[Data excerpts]

+++++

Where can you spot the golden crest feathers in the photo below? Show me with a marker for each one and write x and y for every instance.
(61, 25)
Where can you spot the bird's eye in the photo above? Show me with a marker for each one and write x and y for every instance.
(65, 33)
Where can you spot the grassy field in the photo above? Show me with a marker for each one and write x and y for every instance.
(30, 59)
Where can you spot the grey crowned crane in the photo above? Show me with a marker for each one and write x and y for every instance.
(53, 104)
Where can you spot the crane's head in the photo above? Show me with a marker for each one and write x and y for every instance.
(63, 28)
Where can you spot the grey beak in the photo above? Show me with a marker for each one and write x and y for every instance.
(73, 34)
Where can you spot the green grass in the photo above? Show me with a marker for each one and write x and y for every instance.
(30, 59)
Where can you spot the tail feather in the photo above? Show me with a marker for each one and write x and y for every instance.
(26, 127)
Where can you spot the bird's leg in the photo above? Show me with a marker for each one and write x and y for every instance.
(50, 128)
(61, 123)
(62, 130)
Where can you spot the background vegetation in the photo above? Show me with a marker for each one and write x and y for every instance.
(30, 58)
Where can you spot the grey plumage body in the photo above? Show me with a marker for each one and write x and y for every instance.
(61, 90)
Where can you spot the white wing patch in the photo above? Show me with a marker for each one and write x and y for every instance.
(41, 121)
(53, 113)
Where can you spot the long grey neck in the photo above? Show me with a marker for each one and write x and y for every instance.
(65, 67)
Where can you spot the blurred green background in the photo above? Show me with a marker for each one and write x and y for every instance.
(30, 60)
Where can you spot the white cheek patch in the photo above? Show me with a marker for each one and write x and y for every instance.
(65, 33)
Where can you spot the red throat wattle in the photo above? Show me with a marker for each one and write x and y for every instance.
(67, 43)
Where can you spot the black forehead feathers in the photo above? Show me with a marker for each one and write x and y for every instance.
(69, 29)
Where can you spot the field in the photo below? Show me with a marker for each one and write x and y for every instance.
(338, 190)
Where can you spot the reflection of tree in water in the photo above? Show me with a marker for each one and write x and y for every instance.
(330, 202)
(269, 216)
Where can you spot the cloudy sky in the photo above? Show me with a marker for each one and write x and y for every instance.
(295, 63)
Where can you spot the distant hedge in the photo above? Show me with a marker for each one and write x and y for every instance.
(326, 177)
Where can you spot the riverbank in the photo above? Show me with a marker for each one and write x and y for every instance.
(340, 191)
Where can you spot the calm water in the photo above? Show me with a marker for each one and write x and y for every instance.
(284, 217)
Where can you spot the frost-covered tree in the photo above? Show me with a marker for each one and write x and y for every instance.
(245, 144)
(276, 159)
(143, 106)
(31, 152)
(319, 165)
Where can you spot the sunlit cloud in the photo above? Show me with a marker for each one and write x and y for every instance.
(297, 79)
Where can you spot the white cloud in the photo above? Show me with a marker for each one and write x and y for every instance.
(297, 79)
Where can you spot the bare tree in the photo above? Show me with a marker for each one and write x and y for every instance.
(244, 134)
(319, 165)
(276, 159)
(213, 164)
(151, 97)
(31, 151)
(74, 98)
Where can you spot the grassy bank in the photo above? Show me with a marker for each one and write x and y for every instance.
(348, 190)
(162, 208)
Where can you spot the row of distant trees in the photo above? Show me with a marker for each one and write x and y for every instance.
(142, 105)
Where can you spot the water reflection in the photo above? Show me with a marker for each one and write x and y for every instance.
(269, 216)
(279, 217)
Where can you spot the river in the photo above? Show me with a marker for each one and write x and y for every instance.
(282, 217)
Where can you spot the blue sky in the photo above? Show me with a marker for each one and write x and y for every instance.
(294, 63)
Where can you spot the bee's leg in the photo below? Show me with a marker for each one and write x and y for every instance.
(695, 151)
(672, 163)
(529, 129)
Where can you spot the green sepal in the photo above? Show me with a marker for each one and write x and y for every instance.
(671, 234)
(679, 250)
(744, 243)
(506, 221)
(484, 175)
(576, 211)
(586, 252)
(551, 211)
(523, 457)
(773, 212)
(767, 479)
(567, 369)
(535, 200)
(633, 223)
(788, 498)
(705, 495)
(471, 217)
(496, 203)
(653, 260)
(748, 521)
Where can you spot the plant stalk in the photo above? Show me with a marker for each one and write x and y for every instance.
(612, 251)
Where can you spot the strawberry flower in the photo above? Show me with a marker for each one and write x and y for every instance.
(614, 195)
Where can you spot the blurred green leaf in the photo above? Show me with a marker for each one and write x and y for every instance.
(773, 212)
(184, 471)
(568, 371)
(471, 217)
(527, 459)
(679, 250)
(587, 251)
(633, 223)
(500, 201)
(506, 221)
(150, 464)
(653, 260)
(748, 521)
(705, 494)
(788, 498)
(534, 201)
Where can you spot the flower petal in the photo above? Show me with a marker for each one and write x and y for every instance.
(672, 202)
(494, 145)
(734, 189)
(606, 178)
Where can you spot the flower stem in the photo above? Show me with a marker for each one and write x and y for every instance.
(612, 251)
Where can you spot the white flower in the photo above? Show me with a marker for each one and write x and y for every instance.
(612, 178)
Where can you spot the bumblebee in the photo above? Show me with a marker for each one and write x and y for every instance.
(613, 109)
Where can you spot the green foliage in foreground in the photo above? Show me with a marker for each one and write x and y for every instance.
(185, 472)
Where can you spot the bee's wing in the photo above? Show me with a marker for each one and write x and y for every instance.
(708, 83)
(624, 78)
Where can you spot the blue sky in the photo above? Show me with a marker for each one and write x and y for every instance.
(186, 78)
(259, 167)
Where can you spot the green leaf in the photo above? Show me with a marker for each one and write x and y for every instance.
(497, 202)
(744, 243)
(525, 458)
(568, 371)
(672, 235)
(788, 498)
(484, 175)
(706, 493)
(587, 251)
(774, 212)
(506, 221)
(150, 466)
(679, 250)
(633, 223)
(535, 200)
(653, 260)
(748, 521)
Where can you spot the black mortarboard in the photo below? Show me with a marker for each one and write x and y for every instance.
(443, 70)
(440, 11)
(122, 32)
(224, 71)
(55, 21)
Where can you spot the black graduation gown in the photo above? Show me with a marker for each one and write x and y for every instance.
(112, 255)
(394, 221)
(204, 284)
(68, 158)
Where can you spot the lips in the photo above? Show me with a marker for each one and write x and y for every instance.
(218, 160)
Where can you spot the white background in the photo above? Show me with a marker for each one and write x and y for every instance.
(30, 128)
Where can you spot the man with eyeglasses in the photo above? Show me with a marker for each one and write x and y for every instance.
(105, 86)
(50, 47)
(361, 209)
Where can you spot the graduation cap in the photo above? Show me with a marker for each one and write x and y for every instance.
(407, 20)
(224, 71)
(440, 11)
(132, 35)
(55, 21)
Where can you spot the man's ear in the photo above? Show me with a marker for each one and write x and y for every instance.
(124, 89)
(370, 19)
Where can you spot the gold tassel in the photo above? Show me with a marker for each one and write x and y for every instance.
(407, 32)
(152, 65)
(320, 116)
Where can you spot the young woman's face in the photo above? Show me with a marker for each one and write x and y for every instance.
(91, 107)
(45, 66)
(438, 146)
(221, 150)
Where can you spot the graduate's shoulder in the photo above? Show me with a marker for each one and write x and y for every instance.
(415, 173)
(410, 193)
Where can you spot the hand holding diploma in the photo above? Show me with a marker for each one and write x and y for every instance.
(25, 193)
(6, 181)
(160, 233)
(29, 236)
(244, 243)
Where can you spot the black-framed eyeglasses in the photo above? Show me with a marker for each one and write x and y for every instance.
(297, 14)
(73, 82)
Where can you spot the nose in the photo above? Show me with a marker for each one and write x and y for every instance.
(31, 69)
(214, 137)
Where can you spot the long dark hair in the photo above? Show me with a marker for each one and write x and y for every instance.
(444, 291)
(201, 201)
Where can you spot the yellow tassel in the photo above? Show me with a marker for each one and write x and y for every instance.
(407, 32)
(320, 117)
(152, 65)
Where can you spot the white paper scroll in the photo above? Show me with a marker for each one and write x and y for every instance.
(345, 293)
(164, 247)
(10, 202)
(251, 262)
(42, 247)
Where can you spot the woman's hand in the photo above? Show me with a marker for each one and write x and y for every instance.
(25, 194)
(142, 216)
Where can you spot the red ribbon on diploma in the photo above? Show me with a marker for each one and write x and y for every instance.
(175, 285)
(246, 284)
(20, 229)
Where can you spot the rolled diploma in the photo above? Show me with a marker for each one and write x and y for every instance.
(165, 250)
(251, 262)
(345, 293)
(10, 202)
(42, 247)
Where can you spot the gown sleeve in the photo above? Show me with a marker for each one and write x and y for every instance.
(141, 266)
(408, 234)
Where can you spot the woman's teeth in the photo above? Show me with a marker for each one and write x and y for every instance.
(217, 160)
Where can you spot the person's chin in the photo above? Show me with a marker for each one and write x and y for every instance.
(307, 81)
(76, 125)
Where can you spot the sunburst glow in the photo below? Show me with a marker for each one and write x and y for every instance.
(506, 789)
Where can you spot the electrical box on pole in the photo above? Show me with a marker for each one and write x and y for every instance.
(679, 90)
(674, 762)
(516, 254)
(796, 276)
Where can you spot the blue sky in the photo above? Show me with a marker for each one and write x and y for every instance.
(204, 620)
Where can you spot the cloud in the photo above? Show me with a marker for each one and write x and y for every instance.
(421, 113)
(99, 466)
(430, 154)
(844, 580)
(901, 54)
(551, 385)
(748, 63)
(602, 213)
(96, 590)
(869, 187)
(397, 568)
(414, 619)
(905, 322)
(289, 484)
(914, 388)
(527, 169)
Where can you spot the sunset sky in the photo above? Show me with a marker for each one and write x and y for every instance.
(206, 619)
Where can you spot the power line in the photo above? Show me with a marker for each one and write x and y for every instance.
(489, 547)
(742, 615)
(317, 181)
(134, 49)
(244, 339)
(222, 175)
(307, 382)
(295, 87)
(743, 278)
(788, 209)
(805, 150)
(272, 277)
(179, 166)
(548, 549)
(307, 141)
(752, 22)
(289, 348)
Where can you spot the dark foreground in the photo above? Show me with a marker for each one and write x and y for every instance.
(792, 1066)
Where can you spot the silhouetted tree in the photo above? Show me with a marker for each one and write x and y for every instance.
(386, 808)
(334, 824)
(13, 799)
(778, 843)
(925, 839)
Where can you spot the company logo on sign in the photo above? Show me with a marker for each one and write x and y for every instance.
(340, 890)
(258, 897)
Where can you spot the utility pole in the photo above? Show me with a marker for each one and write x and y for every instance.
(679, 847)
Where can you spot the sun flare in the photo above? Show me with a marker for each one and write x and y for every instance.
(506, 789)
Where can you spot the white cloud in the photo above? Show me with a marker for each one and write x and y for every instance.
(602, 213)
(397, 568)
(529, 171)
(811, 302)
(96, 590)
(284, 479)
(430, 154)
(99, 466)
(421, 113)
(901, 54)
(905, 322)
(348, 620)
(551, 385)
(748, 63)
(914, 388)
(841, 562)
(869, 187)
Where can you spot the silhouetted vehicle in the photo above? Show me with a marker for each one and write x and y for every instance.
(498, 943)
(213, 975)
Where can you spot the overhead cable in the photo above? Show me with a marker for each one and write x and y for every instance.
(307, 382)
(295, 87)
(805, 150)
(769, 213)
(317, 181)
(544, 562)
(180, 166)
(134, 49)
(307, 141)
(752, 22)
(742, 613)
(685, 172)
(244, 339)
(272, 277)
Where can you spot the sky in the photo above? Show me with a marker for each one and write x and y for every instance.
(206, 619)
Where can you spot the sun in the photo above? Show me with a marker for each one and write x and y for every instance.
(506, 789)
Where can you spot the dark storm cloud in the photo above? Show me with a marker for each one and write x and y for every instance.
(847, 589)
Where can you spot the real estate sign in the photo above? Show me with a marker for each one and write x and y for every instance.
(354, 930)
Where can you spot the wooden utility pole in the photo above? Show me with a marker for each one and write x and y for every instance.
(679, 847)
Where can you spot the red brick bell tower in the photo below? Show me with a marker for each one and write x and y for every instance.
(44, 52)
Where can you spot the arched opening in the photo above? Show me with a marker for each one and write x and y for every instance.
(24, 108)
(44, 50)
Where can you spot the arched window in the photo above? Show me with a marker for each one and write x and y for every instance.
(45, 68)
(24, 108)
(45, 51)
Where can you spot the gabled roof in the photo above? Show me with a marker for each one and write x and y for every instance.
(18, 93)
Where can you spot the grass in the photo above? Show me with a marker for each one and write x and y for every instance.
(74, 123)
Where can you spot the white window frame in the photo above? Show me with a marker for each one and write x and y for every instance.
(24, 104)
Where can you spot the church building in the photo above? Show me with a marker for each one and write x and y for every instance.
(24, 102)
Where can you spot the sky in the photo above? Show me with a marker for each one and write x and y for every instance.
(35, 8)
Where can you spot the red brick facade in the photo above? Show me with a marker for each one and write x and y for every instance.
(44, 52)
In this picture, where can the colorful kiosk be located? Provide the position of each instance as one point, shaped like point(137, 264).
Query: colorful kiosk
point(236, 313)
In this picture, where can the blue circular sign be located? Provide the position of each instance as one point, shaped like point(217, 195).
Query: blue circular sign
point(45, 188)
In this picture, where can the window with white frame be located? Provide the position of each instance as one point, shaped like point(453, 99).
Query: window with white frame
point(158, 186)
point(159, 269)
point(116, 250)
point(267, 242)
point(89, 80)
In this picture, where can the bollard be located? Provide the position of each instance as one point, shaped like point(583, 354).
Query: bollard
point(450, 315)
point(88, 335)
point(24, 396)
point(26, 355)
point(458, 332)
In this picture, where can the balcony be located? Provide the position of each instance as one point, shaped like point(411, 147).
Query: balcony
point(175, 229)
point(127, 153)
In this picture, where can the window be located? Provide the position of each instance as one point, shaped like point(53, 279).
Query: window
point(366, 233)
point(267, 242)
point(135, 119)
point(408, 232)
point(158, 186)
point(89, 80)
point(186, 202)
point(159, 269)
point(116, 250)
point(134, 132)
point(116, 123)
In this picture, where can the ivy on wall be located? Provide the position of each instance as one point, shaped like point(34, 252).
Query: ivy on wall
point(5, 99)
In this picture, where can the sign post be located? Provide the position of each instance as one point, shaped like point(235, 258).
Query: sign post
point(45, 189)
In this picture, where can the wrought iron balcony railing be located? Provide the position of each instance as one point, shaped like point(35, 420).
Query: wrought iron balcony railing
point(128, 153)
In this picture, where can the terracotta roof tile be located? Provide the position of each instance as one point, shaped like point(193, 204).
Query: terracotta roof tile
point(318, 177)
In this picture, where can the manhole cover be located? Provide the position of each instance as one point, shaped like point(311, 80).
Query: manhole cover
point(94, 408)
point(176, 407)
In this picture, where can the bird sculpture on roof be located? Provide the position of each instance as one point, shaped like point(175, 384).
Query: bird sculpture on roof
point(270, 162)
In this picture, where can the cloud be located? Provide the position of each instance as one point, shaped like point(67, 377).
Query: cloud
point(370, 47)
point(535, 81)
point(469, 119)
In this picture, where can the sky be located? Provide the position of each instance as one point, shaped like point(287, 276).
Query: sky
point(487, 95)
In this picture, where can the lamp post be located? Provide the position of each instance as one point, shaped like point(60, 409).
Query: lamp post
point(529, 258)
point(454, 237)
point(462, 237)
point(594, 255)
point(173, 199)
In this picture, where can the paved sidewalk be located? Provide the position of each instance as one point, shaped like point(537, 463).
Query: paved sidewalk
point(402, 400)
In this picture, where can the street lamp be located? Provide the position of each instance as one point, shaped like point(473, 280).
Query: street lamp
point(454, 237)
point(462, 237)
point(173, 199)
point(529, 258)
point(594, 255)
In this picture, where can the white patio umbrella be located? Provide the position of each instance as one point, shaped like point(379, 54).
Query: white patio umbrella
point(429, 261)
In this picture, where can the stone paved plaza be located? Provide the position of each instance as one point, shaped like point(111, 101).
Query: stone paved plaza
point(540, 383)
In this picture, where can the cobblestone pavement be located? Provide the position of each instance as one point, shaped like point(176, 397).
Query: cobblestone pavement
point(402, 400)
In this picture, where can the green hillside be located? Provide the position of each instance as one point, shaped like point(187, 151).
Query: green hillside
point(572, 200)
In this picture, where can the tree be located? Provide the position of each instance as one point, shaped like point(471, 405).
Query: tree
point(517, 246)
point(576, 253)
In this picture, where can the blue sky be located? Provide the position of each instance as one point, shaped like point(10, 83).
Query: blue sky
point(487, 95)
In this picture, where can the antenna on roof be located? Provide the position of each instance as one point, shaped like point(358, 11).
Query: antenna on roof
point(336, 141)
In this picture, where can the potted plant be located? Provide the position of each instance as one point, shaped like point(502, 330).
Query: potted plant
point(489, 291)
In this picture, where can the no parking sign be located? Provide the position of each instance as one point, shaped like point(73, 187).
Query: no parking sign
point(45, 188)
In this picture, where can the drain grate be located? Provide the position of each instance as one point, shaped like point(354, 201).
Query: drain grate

+++++

* **Work instruction**
Reply with one number, the count of lines in the data that contain "drain".

* **Answer space**
2